--- Objective ---
Quote the stretch of the records from the start through the line containing "--format='one SVG document", both ends included.

[Extracted data entries]
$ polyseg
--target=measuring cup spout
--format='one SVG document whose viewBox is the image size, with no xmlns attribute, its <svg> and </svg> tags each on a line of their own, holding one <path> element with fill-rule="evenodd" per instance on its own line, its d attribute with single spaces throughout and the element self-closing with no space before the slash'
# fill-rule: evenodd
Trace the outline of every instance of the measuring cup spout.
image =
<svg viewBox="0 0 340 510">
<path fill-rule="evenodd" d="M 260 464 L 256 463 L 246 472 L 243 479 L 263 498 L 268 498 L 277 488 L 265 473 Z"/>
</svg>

--- Result for this exercise ---
$ polyseg
--target=measuring cup spout
--format='one SVG document whose viewBox is the image size, with no xmlns attribute, its <svg> and </svg> tags each on a line of their own, holding one <path> element with fill-rule="evenodd" per instance on its own line, its d attribute with single spaces throughout and the element self-closing with no space before the slash'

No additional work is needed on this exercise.